A very common data quality issue is when a field in a data record is populated with more than one piece of information.
Sometimes this is done as a work around, because we have a piece of information, but we haven’t a field with that distinct purpose of use. Then we find a more or less related existing field where in we can squeeze this additional piece of information.
But we also have some very common cases where this bad habit is required by external business rules or wide spread tradition.
Legal Form in Company Names
This example is examined in the post Legal Forms from Hell.
One should think that it is time for changing the bad (legal demanded) practice of mixing legal forms with company names and serve the original purpose in another more data quality friendly way.
An Address Line
An address line will typically hold a couple of elements as a street (thoroughfare) name, a house number and maybe some kind of unit identification.
By the way the order of street name and house number is opposite in approximately two equal parts of the world, with the exception of places where numbering within blocks between streets is the standard.
Education in Person Name
You can put professor in front of your name and even MBA – Master of Business Administration!! – after your name in the name field.
In the next few days I will put AFCM (Accidental Field Content Misuser) after my name.
Henrik, excellent… someone who gets it !!! to be blunt, it is the Lazy Best Practice that gets implemented here… changing the data model to support multiple fields in a name, entity or the like, is just too freaking difficult.

══════════

Exercise tasks:
**A)** Can you sum up the post on overloaded data fields in two sentences?
**B)** Could you extract the passage of the post on overloaded data fields starting at "Sometimes this is" and ending at "of unit identification."?

Point annotation records:

══════════

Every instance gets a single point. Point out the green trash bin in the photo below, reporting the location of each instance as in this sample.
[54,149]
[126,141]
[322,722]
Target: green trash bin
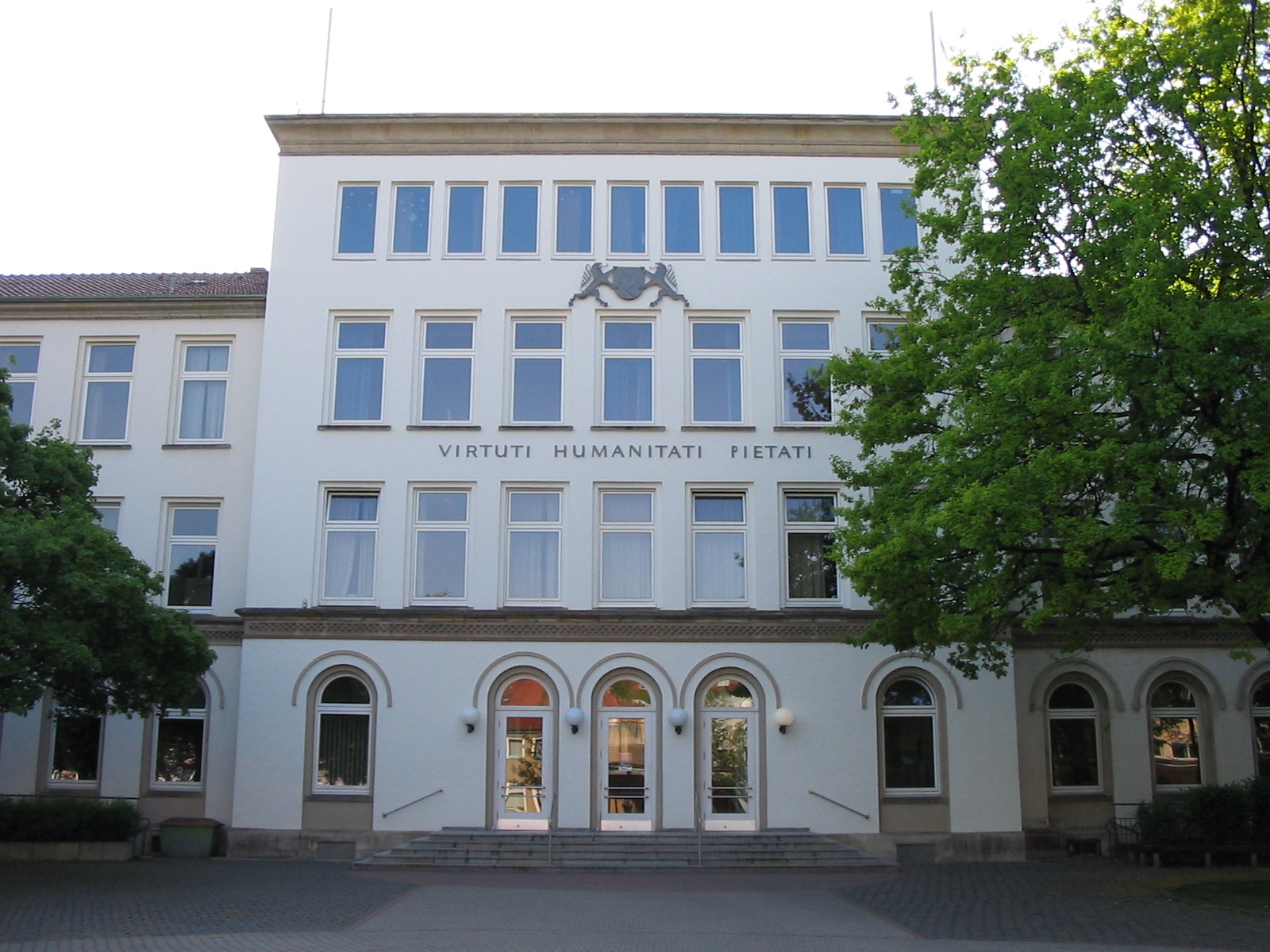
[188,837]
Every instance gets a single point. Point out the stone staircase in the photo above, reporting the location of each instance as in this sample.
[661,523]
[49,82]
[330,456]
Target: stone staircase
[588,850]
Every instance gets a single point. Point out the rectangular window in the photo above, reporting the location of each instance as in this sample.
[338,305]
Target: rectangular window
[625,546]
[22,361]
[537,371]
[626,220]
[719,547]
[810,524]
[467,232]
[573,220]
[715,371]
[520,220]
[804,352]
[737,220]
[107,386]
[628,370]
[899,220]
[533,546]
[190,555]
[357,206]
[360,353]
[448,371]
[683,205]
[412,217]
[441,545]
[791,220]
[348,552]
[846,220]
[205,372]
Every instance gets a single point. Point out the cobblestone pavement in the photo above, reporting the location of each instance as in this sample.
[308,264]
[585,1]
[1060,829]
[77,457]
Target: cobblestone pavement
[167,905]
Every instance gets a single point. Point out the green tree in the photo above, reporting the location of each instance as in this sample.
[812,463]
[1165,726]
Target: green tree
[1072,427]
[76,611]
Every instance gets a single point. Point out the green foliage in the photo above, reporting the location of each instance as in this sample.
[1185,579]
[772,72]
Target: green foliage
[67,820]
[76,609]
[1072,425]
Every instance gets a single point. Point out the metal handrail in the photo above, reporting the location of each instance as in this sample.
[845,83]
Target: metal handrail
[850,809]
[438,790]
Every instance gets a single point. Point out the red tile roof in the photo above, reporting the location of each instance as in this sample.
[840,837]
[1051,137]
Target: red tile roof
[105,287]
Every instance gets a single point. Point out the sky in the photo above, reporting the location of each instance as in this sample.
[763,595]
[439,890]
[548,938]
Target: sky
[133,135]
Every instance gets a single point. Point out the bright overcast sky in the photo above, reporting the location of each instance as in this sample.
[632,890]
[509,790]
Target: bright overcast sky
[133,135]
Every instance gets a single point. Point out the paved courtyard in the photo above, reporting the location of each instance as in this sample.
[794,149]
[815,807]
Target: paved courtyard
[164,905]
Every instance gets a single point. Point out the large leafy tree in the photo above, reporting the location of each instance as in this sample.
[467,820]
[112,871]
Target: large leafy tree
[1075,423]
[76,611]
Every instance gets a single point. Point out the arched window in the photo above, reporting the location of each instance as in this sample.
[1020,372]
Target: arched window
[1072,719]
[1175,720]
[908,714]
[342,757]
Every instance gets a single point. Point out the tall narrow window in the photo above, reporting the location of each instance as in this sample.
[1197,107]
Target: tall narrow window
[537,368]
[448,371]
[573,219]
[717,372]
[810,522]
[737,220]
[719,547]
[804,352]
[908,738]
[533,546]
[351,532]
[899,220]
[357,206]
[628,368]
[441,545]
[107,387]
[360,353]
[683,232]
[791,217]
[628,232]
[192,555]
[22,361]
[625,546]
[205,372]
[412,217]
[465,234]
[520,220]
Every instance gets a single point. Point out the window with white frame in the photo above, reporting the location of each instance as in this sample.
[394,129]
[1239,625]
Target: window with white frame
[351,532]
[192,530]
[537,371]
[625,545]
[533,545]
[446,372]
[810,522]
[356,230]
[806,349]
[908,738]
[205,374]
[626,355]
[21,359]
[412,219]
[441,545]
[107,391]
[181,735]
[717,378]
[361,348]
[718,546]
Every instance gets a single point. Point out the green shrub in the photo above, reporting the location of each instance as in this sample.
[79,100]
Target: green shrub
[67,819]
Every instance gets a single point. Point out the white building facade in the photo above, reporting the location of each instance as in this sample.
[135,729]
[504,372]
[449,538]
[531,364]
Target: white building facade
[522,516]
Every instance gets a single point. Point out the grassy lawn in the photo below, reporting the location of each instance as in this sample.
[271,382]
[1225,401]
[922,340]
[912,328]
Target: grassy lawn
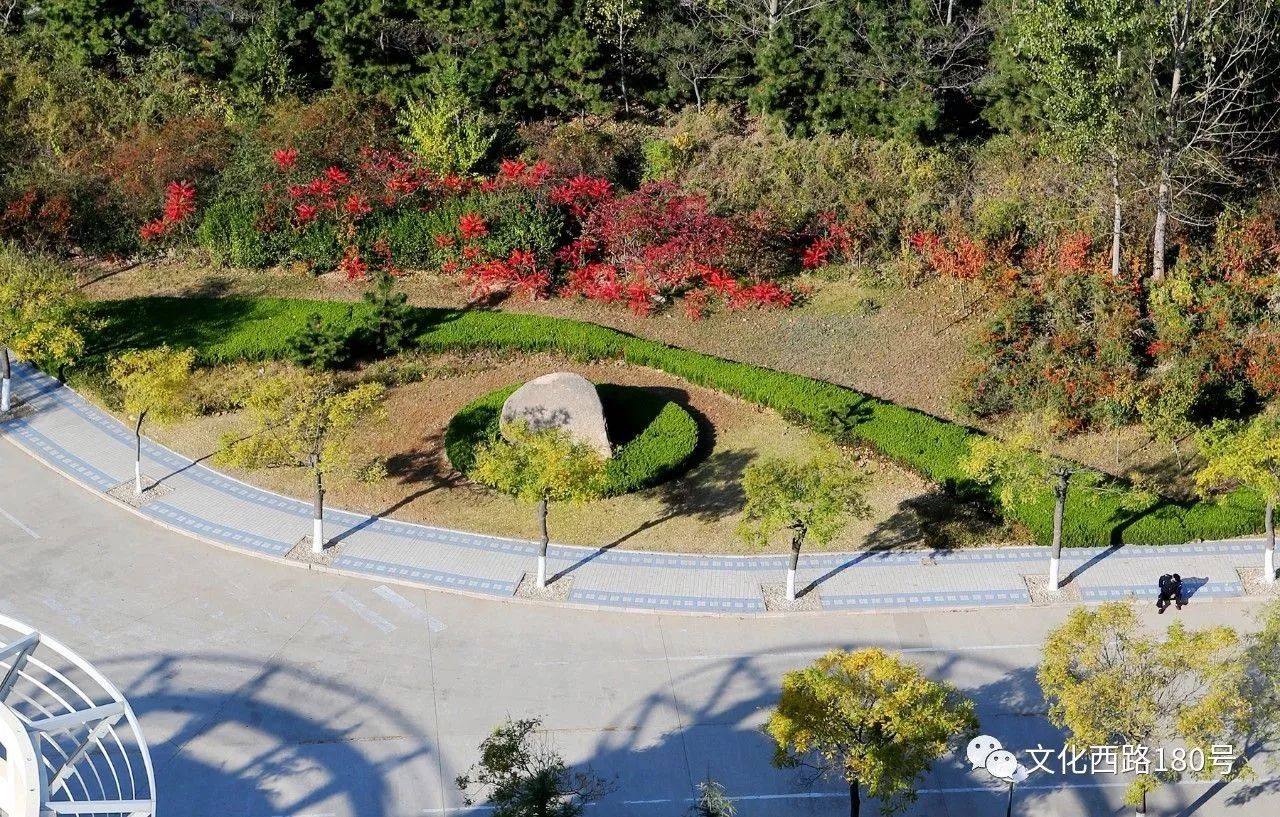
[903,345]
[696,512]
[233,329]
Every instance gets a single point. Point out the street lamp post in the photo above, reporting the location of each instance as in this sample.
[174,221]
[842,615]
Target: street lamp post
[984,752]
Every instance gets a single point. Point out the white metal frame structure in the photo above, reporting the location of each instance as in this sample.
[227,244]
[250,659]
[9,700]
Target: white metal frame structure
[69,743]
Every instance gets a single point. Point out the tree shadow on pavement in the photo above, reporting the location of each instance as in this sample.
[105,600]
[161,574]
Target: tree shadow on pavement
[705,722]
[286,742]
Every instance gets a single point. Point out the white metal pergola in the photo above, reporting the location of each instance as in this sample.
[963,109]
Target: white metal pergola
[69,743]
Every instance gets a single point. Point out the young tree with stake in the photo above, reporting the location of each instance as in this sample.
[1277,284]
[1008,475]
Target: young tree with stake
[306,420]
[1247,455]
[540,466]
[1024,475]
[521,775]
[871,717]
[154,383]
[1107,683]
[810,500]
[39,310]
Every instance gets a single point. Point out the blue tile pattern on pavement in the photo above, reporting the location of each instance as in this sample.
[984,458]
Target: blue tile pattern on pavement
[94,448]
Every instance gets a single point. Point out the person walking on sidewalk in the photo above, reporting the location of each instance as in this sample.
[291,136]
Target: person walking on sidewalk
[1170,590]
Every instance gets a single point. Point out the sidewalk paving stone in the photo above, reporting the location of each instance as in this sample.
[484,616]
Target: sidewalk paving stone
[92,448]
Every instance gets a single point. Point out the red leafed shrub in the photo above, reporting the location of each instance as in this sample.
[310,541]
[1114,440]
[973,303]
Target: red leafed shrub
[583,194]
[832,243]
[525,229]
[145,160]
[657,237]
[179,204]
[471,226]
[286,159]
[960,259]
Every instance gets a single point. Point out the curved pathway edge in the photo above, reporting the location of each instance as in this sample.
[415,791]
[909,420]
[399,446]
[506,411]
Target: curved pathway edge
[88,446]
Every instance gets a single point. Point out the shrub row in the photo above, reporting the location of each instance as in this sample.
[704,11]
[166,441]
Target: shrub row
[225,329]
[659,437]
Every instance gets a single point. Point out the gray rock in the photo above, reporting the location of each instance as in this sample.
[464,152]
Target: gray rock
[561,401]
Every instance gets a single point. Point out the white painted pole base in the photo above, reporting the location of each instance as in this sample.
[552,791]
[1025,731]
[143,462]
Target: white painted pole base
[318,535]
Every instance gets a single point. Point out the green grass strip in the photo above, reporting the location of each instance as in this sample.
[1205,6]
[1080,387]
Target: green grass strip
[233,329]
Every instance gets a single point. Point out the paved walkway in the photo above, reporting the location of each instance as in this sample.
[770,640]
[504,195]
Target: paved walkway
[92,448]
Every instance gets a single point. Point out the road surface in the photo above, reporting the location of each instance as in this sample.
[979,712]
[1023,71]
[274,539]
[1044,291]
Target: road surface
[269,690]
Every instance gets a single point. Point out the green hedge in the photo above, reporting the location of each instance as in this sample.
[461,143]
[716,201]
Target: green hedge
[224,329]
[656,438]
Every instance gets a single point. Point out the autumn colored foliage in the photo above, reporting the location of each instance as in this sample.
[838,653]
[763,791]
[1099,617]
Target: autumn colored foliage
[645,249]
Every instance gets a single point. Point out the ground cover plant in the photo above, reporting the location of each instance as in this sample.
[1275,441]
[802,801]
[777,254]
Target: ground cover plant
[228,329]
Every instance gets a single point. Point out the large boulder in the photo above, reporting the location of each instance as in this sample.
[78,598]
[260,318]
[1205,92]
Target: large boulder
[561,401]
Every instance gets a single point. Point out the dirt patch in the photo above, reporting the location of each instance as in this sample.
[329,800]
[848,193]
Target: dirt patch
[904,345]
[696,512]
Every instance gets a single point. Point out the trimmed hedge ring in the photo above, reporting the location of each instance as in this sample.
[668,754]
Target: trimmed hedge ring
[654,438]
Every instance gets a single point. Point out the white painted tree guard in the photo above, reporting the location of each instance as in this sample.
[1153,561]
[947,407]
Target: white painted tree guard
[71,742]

══════════

Outputs:
**A)** A common data quality issue arises when a single field in a record holds more than one piece of information, sometimes as a workaround when no dedicated field exists and sometimes because external business rules or widespread tradition require it. Examples include legal forms mixed into company names, address lines combining a street name, a house number and unit identification, and titles such as professor or MBA placed in the person name field.

**B)**
Sometimes this is done as a work around, because we have a piece of information, but we haven’t a field with that distinct purpose of use. Then we find a more or less related existing field where in we can squeeze this additional piece of information.
But we also have some very common cases where this bad habit is required by external business rules or wide spread tradition.
Legal Form in Company Names
This example is examined in the post Legal Forms from Hell.
One should think that it is time for changing the bad (legal demanded) practice of mixing legal forms with company names and serve the original purpose in another more data quality friendly way.
An Address Line
An address line will typically hold a couple of elements as a street (thoroughfare) name, a house number and maybe some kind of unit identification.